• _Requirement_: Give back every entry, exactly as written.

*** Opening of Provided entries ***

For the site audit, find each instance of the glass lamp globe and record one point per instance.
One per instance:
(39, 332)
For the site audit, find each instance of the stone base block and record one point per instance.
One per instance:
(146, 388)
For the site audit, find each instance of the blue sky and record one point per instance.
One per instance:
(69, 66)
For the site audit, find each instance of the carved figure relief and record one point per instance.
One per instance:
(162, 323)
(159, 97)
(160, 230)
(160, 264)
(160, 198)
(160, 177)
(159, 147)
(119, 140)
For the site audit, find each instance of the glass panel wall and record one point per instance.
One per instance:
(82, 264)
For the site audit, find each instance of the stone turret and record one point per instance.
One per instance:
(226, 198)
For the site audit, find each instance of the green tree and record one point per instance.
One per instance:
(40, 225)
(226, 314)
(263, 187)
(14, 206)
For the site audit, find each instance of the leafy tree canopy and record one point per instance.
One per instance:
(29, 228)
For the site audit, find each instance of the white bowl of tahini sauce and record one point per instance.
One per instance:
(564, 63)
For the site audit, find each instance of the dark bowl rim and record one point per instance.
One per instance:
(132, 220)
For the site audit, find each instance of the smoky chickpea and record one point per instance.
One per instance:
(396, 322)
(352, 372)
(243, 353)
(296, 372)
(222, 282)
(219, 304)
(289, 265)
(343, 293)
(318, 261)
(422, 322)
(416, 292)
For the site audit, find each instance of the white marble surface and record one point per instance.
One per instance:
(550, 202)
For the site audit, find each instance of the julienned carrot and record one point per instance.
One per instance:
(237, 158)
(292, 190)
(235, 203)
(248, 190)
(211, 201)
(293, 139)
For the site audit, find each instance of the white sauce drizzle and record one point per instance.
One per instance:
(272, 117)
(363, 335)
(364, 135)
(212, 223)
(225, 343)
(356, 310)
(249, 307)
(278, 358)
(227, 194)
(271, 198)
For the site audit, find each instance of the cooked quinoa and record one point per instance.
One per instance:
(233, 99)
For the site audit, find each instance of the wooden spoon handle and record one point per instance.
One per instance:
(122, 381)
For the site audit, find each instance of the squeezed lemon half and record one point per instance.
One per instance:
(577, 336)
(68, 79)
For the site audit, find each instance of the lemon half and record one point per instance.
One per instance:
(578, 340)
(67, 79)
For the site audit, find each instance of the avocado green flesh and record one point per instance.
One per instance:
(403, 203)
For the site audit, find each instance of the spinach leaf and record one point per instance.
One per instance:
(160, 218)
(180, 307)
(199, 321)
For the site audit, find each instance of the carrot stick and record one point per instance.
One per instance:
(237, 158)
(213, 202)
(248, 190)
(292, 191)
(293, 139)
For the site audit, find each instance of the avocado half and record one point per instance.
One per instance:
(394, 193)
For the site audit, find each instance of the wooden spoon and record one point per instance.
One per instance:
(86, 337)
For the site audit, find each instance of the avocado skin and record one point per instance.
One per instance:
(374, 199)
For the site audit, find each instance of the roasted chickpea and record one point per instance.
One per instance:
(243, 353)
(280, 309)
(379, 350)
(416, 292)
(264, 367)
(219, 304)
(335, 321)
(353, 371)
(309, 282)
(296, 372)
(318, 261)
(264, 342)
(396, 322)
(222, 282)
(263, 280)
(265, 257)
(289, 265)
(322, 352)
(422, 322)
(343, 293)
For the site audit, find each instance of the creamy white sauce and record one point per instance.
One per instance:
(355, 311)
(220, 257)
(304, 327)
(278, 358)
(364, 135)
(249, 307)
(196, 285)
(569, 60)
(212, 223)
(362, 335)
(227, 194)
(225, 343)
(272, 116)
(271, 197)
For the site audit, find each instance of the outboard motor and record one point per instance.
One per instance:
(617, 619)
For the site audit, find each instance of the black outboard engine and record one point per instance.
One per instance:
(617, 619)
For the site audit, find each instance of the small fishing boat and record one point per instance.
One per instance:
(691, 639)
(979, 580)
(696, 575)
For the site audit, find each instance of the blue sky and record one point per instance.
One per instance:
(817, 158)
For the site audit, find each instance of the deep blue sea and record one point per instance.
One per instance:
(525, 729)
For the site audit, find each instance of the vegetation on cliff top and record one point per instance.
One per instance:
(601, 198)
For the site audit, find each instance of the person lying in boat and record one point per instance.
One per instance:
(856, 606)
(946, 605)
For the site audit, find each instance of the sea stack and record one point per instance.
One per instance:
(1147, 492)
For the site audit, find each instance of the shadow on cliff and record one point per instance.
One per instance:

*** Close of Provided entries ***

• _Task answer_:
For the site audit, find each instance of the glass lamp globe and record one point per instance.
One per instance:
(39, 332)
For the site audit, find each instance of the stone base block and record one point per instance.
One per instance:
(146, 388)
For the site audit, find each instance of the blue sky and record one point per instance.
One per instance:
(69, 66)
For the site audit, find each instance of the carved figure relief and record one point per instance.
One per instance:
(162, 323)
(159, 97)
(160, 230)
(160, 264)
(160, 198)
(160, 177)
(159, 147)
(119, 140)
For the site audit, find each instance of the glass panel wall and record one point per instance.
One per instance:
(82, 264)
For the site audit, find each instance of the stone turret and record one point per instance.
One per instance:
(226, 198)
For the site audit, find each instance of the green tree and record one point per instance.
One per instance:
(40, 225)
(226, 314)
(263, 187)
(14, 206)
For the site audit, find each instance of the leafy tree canopy and record one point per instance.
One per instance:
(29, 228)
For the site audit, find each instance of the white bowl of tahini sauce and record one point per instance.
One per instance:
(564, 63)
For the site audit, find each instance of the dark bowl rim and record one point per instance.
One per instance:
(132, 220)
For the site audit, find each instance of the smoky chickpea and record one point per instance.
One per instance:
(396, 322)
(352, 372)
(243, 353)
(296, 372)
(222, 282)
(219, 304)
(289, 265)
(343, 293)
(318, 261)
(422, 322)
(416, 292)
For the site audit, find each instance of the white marble surface and record one point per instance.
One per instance:
(550, 202)
For the site audit, find each instance of the julienned carrot and record one point per instance.
One per instance:
(237, 158)
(292, 190)
(235, 203)
(248, 190)
(211, 201)
(293, 139)
For the site audit, find each instance of the white sauce drizzle and record one point per instance.
One per instance:
(272, 117)
(363, 335)
(364, 135)
(212, 223)
(225, 343)
(356, 310)
(249, 307)
(278, 358)
(227, 194)
(271, 198)
For the site audit, find each instance of the cooked quinoa and record one point per instance.
One per instance:
(233, 99)
For the site audit, find each instance of the wooden spoon handle and record one point per instance.
One per instance:
(122, 381)
For the site audit, find each instance of the squeezed lemon half and record one point per instance.
One per instance:
(577, 336)
(68, 79)
For the site audit, find each instance of the lemon half and record one point per instance.
One per instance:
(578, 340)
(67, 79)
For the site audit, find each instance of the avocado green flesh and record one point per instance.
One per instance:
(403, 203)
For the site audit, find each instance of the spinach leaf and record one point per instance.
One per instance:
(160, 218)
(180, 307)
(199, 321)
For the site audit, find each instance of the carrot stick and record one point per instance.
One per instance:
(237, 158)
(213, 202)
(248, 190)
(292, 191)
(293, 139)
For the site audit, find each instance of the avocado half and record one point per instance.
One per instance:
(394, 193)
For the site audit, find each instance of the wooden spoon and record one point per instance.
One per instance:
(86, 337)
For the site audit, find each instance of the avocado skin and record one point per instance.
One per instance:
(374, 199)
For the site audit, find each instance of the roasted chickpea and record one point per instance.
One per instance:
(243, 353)
(280, 309)
(379, 350)
(416, 292)
(264, 367)
(219, 304)
(335, 321)
(353, 371)
(309, 282)
(296, 372)
(318, 261)
(264, 342)
(396, 322)
(222, 282)
(263, 280)
(265, 257)
(289, 265)
(322, 352)
(422, 322)
(343, 293)
For the site audit, find each instance of the creamy white sauce and record one point per instance.
One per instance:
(355, 311)
(220, 257)
(304, 327)
(278, 358)
(364, 135)
(249, 307)
(196, 285)
(569, 60)
(212, 223)
(362, 335)
(227, 194)
(225, 343)
(272, 116)
(271, 197)
For the site audit, find each instance of the outboard motor and record one point per instance.
One per instance:
(617, 619)
For the site audit, find each instance of the black outboard engine and record one point per instance.
One per instance:
(617, 619)
For the site audit, find each instance of the small fishing boat and record one point per instance.
One per instance:
(691, 639)
(979, 580)
(696, 575)
For the site audit, find each instance of the blue sky and record one point per instance.
One per instance:
(817, 158)
For the site audit, find each instance of the deep blue sea and record one point per instance.
One per instance:
(525, 729)
For the site audit, find each instance of the vegetation on cliff top and record one point per instance.
One per instance:
(601, 198)
For the site audit, find each instance of the person lying in boat and record one point per instance.
One per instance:
(856, 606)
(946, 605)
For the site audit, find each instance of the sea stack and record one point per instance.
One per instance:
(1147, 492)
For the site audit, find each instance of the shadow on cliff and record one point per instance.
One per instance:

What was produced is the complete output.